*WHAT THE TASK REQUIRES*.
Recast the lines below as a numbered list. Leave out the blank lines and the pictures.

— Begin THE RECORDS —

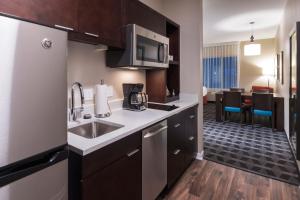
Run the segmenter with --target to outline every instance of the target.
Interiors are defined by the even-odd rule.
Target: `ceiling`
[[[275,37],[286,0],[203,0],[204,44]]]

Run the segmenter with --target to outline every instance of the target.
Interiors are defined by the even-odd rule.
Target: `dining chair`
[[[256,93],[273,93],[274,89],[271,87],[265,87],[265,86],[257,86],[253,85],[251,92],[256,92]]]
[[[255,116],[268,117],[274,131],[274,101],[273,93],[252,93],[252,128],[255,124]]]
[[[245,92],[245,88],[230,88],[231,92],[241,92],[244,93]]]
[[[243,108],[242,108],[241,92],[224,91],[222,103],[223,103],[223,112],[224,112],[223,121],[226,121],[227,113],[229,114],[229,121],[230,121],[230,113],[239,113],[240,123],[242,124]]]

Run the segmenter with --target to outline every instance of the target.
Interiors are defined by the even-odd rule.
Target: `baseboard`
[[[196,160],[203,160],[203,154],[204,154],[204,151],[197,153]]]

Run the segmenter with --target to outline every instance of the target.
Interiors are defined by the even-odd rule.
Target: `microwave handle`
[[[164,63],[169,63],[169,45],[164,44]]]

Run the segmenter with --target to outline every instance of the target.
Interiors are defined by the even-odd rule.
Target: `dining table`
[[[245,100],[252,100],[252,92],[243,92],[242,102]],[[216,92],[216,121],[223,121],[223,91]],[[278,131],[284,131],[284,97],[277,93],[273,93],[273,101],[274,101],[274,117],[275,117],[275,129]]]

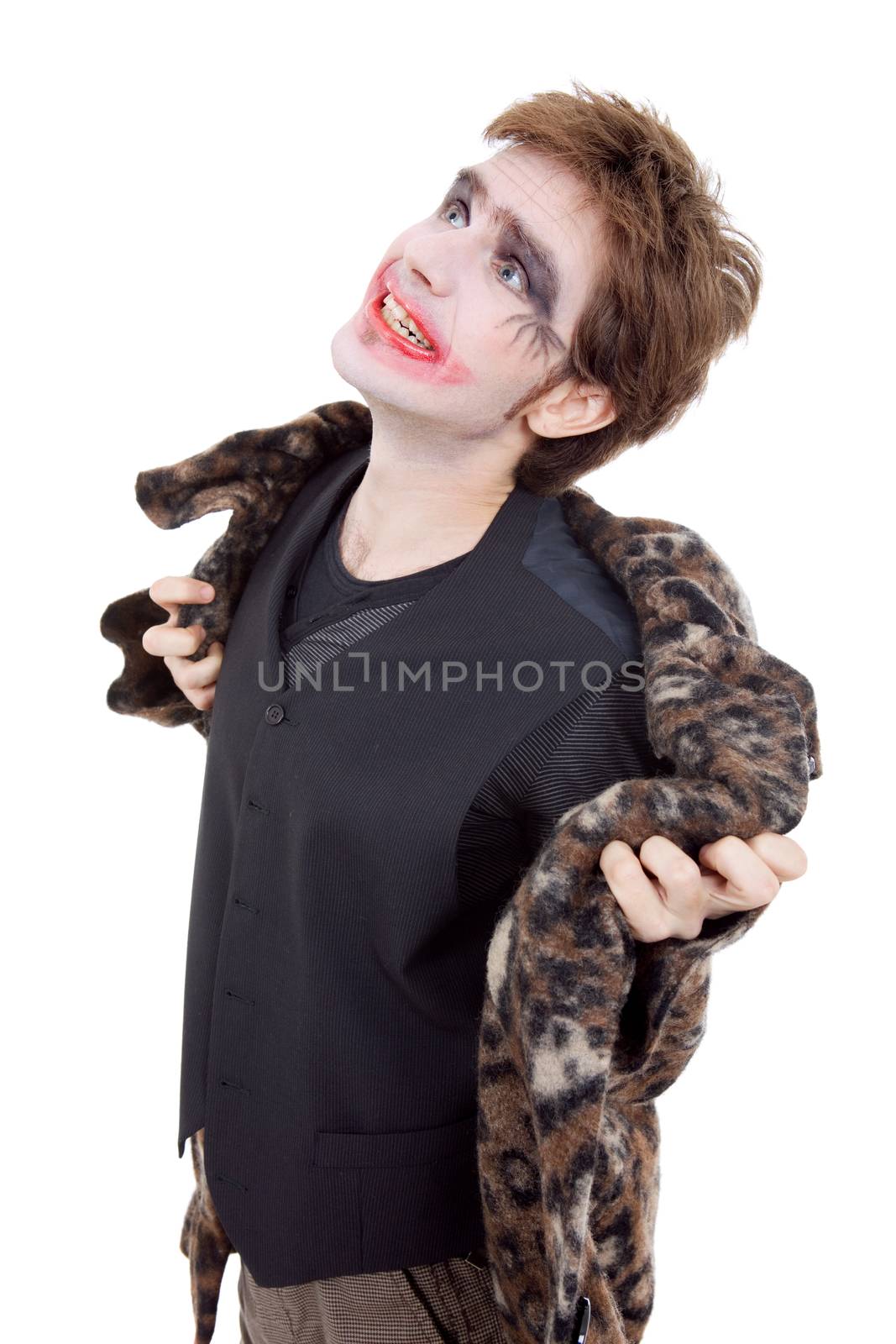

— End THE RECORDS —

*RESPONSE TO THE EXERCISE*.
1. Run the segmenter with --target to outline every instance of the target.
2. Interiors are defined by the even-odd rule.
3. Target: `ceiling`
4. [[[275,37],[286,0],[203,0],[204,44]]]
5. Run the segmenter with --target to outline every instance of the target.
6. Interiors are defined by the even-odd rule.
7. Target: `dining chair`
8. [[[256,93],[273,93],[274,89],[271,87],[265,87],[265,86],[257,86],[253,85],[251,92],[256,92]]]
9. [[[255,116],[268,117],[274,131],[274,101],[273,93],[252,93],[252,128],[255,124]]]
10. [[[245,92],[245,88],[230,88],[231,92],[241,92],[244,93]]]
11. [[[243,108],[242,108],[241,92],[224,91],[222,103],[223,103],[223,112],[224,112],[223,121],[226,121],[227,113],[229,114],[229,121],[230,121],[230,113],[239,113],[240,123],[242,124]]]
12. Run the segmenter with --target to outline every instance of the target.
13. Interiors are defined by the even-odd rule.
14. Target: `baseboard`
15. [[[196,160],[203,160],[203,154],[204,154],[204,151],[197,153]]]
16. Run the segmenter with --target to outline every instance of the target.
17. Interiors are defined by the even-odd rule.
18. Target: `microwave handle`
19. [[[164,63],[169,63],[169,45],[164,44]]]
20. Run the segmenter with --target to outline every instance of the target.
21. Interiors are defined by the even-odd rule.
22. Target: `dining table`
23. [[[245,100],[252,100],[252,92],[243,92],[242,102]],[[216,92],[216,121],[223,121],[223,91]],[[278,131],[284,131],[284,97],[277,93],[273,93],[273,101],[274,101],[274,117],[275,117],[275,129]]]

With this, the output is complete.